Nel suo settantesimo compleanno, la Repubblica Popolare Cinese celebra con grande orgoglio successi e traguardi raggiunti. Ma arriva stanca all’appuntamento. La via facile della crescita è chiusa, però è ancora lontana dall’essere un’economia matura.

I successi ottenuti

Nel suo settantesimo compleanno, la Repubblica Popolare Cinese celebra con grande orgoglio i successi materiali e i numerosi traguardi raggiunti. Il principale è senza dubbio la sfida aperta a uno dei principi cardine della filosofia liberale: l’importanza della libertà economica e politica per la crescita economica. Nonostante l’attuale passaggio a un ritmo di crescita più moderato, il Partito comunista cinese (Pcc) ha abilmente architettato una trasformazione senza precedenti del paese: da seconda economia chiusa e pianificata più grande del mondo è diventato la seconda maggiore economia aperta e decentralizzata, sotto un governo a partito unico.

| DATI REGISTRATI |
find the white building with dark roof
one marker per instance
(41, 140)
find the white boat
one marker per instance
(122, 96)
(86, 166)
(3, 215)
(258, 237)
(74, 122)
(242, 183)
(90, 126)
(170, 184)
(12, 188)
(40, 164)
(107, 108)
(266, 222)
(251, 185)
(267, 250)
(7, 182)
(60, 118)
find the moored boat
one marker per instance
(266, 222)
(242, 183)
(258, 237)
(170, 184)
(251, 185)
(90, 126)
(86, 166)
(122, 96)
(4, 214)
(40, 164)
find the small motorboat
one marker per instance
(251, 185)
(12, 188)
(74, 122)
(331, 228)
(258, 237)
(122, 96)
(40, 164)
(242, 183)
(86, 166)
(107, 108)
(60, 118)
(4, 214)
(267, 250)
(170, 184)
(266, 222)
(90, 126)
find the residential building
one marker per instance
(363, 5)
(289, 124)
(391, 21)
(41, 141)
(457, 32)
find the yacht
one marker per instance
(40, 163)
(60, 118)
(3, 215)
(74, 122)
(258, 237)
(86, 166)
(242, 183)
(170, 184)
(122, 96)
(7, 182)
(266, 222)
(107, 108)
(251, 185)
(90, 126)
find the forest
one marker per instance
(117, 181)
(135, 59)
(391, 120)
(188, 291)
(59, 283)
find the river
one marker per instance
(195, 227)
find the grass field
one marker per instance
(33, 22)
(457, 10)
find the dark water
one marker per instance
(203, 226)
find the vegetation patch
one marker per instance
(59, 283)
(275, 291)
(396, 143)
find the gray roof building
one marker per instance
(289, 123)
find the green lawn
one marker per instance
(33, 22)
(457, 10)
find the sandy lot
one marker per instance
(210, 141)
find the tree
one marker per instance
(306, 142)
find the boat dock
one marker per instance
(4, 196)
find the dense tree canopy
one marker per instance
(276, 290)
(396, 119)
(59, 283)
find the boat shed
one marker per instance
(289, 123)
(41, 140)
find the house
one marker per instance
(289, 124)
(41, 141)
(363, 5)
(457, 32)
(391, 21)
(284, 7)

| CONSEGNA 1 |
Ricopia il brano cominciando da "I successi ottenuti" e andando avanti fino a "a partito unico.", mettendo "settantesimo anniversario" al posto di "settantesimo compleanno".
| CONSEGNA 2 |
Per ogni affermazione indica se è in accordo con il brano, rispondendo sì o no e citando le parole del brano che lo decidono. (a) La Cina è governata da un solo partito. (b) La Cina è già un'economia matura. (c) La crescita economica cinese sta accelerando.
I dati registrati sono materiale a parte e non fanno parte del brano.

| RISPOSTA 1 |
I successi ottenuti

Nel suo settantesimo anniversario, la Repubblica Popolare Cinese celebra con grande orgoglio i successi materiali e i numerosi traguardi raggiunti. Il principale è senza dubbio la sfida aperta a uno dei principi cardine della filosofia liberale: l’importanza della libertà economica e politica per la crescita economica. Nonostante l’attuale passaggio a un ritmo di crescita più moderato, il Partito comunista cinese (Pcc) ha abilmente architettato una trasformazione senza precedenti del paese: da seconda economia chiusa e pianificata più grande del mondo è diventato la seconda maggiore economia aperta e decentralizzata, sotto un governo a partito unico.

| RISPOSTA 2 |
(a) Sì: "sotto un governo a partito unico".
(b) No: "è ancora lontana dall’essere un’economia matura".
(c) No: "l’attuale passaggio a un ritmo di crescita più moderato".